GIVEN TASK 1 ▸ Copy out the demo testbench excerpt in full, with nothing altered.

EXTRACTED TEXT ▸
▽

The demo TB runs a register-trace “program” — the first eight Fibonacci numbers, then a couple of bitwise ops, then a 0xFF + 1 to show carry-out:

projects/05_alu_datapath/test/tb_demo.sv system-verilog
// Project 05 demo testbench — runs a small "program" through the ALU
// datapath and prints each step in a register-trace style. Like
// `make demo` for the earlier projects: it doesn't PASS/FAIL anything,
// it just shows the chip doing something.
//
// The "program" computes the first eight Fibonacci numbers using the
// register file as scratch space, then does a couple of bitwise ops
// to demonstrate flag behavior:
//
//     R1 = 1                    (loadi)
//     R2 = 1                    (loadi)

△

GIVEN TASK 2 ▸ In the listing, change "benchmark card" to "evaluation card" on the lines from the one with "the mountain in" up to and including the one with "For the benchmark card, identify each instance of the person". Give back only those lines, with everything else left unchanged.

EXCERPTED DATA ▸
▽

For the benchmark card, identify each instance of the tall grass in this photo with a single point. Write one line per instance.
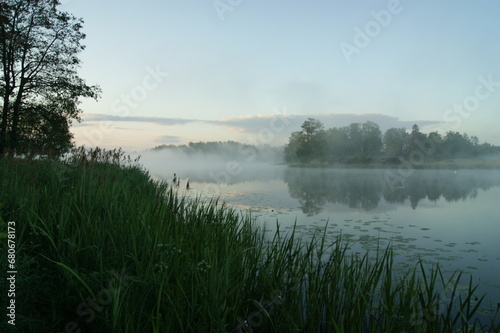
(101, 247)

△
▽

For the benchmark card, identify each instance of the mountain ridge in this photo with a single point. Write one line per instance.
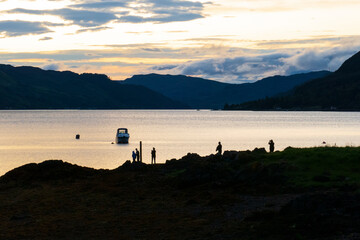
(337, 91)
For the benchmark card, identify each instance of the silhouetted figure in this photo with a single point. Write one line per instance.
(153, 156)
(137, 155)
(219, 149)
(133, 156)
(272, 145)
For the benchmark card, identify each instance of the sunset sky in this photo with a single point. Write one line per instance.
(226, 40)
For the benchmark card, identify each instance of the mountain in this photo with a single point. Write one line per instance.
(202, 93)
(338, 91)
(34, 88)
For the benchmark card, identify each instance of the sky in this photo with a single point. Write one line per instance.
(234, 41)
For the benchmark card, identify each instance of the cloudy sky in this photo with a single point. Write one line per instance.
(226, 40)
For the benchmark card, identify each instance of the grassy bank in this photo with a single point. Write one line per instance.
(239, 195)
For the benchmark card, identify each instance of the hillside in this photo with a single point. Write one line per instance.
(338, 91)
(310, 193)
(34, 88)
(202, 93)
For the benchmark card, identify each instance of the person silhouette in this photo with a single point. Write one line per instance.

△

SOLUTION 1 ▸
The demo TB runs a register-trace “program” — the first eight Fibonacci numbers, then a couple of bitwise ops, then a 0xFF + 1 to show carry-out:

projects/05_alu_datapath/test/tb_demo.sv system-verilog
// Project 05 demo testbench — runs a small "program" through the ALU
// datapath and prints each step in a register-trace style. Like
// `make demo` for the earlier projects: it doesn't PASS/FAIL anything,
// it just shows the chip doing something.
//
// The "program" computes the first eight Fibonacci numbers using the
// register file as scratch space, then does a couple of bitwise ops
// to demonstrate flag behavior:
//
//     R1 = 1                    (loadi)
//     R2 = 1                    (loadi)

SOLUTION 2 ▸
For the evaluation card, identify each instance of the mountain in this photo with a single point. Write one line per instance.
(202, 93)
(338, 91)
(34, 88)
For the evaluation card, identify each instance of the sky in this photo with a single point. Write one line per instance.
(234, 41)
For the evaluation card, identify each instance of the cloudy sky in this photo with a single point. Write one line per instance.
(226, 40)
For the evaluation card, identify each instance of the grassy bank in this photo with a single point. Write one line per instance.
(239, 195)
For the evaluation card, identify each instance of the hillside in this photo with a single point. Write one line per instance.
(338, 91)
(310, 193)
(34, 88)
(202, 93)
For the evaluation card, identify each instance of the person silhouette in this photo with a single point. Write one line per instance.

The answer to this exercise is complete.